Begin

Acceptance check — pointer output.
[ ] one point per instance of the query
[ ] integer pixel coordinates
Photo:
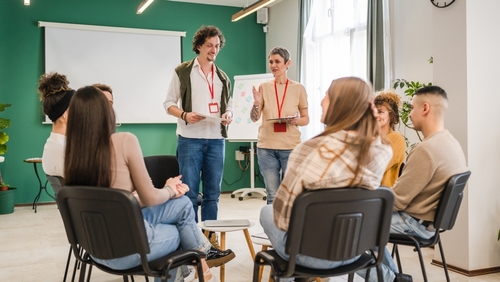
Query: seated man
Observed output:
(53, 154)
(429, 166)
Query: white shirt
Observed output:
(200, 97)
(53, 155)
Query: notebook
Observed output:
(227, 223)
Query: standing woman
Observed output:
(55, 94)
(117, 162)
(286, 100)
(388, 104)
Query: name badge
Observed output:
(213, 107)
(280, 127)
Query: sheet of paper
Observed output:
(211, 118)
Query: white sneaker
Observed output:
(214, 278)
(192, 273)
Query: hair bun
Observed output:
(52, 83)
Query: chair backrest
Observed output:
(56, 182)
(107, 223)
(161, 168)
(339, 224)
(451, 199)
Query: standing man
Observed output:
(198, 89)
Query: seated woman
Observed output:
(116, 161)
(349, 153)
(388, 104)
(55, 94)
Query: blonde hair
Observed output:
(392, 102)
(350, 109)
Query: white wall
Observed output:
(483, 130)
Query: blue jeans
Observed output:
(272, 165)
(168, 226)
(278, 240)
(401, 223)
(202, 159)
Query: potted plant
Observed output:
(7, 193)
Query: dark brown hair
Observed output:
(52, 87)
(203, 34)
(350, 109)
(91, 121)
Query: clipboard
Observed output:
(211, 118)
(280, 119)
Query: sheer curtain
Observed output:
(334, 44)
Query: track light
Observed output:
(250, 9)
(144, 4)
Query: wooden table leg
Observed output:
(249, 243)
(223, 247)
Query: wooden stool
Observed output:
(223, 231)
(265, 245)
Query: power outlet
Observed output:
(238, 155)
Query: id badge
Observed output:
(280, 127)
(213, 107)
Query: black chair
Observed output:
(446, 214)
(337, 225)
(57, 183)
(107, 223)
(161, 168)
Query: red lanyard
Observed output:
(282, 100)
(210, 88)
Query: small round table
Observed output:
(223, 231)
(35, 161)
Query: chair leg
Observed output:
(67, 264)
(421, 258)
(444, 260)
(395, 250)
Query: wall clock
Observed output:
(442, 3)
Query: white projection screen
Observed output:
(137, 63)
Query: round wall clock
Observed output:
(442, 3)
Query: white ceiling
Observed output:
(234, 3)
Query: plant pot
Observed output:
(7, 199)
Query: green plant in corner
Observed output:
(4, 123)
(409, 87)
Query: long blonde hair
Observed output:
(350, 108)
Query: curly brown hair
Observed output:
(52, 87)
(392, 102)
(206, 32)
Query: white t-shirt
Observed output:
(53, 155)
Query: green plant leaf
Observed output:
(3, 138)
(4, 123)
(3, 149)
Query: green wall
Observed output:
(22, 63)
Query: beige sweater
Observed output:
(325, 162)
(428, 168)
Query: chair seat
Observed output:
(407, 240)
(281, 265)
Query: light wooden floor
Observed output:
(34, 247)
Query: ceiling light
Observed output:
(250, 9)
(144, 4)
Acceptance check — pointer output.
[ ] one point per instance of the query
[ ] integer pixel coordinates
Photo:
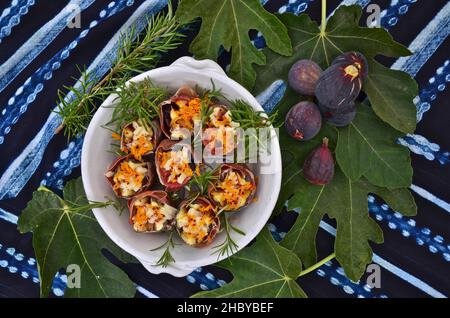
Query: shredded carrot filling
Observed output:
(187, 113)
(116, 136)
(233, 191)
(221, 133)
(141, 215)
(177, 164)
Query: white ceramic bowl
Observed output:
(95, 159)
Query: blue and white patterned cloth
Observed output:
(39, 54)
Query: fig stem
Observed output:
(317, 265)
(323, 24)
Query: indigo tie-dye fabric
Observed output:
(39, 54)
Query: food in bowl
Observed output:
(139, 138)
(129, 177)
(234, 188)
(173, 164)
(221, 134)
(187, 197)
(179, 113)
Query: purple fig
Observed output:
(303, 121)
(341, 83)
(303, 77)
(319, 166)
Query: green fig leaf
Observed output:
(346, 201)
(66, 232)
(390, 92)
(367, 147)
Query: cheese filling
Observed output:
(138, 140)
(176, 163)
(129, 177)
(221, 134)
(195, 223)
(233, 191)
(152, 215)
(183, 118)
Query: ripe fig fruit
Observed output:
(341, 83)
(303, 121)
(319, 166)
(303, 77)
(341, 117)
(355, 63)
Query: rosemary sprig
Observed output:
(81, 204)
(229, 246)
(136, 54)
(247, 117)
(166, 257)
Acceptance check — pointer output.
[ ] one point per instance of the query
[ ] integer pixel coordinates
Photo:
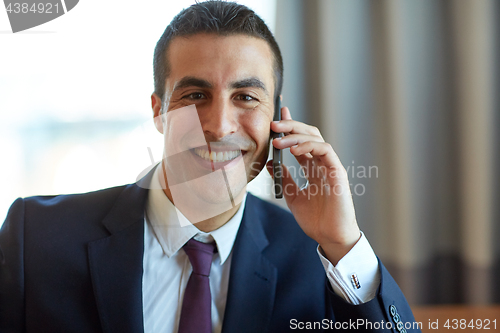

End

> WRITTEN PROBLEM: Transcribe the items above word for word, starting with the line that contains "Query: indigo tie-dye fabric" and going on through the end of the items. Leave the pictures out.

> EXERCISE OUTPUT:
Query: indigo tie-dye fabric
Observed output:
(39, 54)
Query: food in bowl
Observed output:
(139, 138)
(129, 177)
(234, 188)
(173, 164)
(221, 134)
(187, 197)
(179, 113)
Query: purple fig
Observed output:
(303, 121)
(341, 83)
(303, 77)
(319, 166)
Query: green fig leaf
Observed output:
(346, 201)
(66, 232)
(390, 92)
(367, 147)
Query: cheese filling
Observed output:
(138, 140)
(176, 163)
(129, 177)
(221, 134)
(195, 223)
(233, 191)
(152, 215)
(183, 118)
Query: ripe fig fruit
Observed output:
(341, 83)
(303, 121)
(319, 166)
(303, 77)
(341, 117)
(355, 63)
Query: rosemary sprig
Observed output:
(81, 204)
(229, 246)
(136, 54)
(247, 117)
(166, 257)
Acceptance check — pointer output.
[ ] one point per instance of the query
[ ] integer pixel coordinates
Photo:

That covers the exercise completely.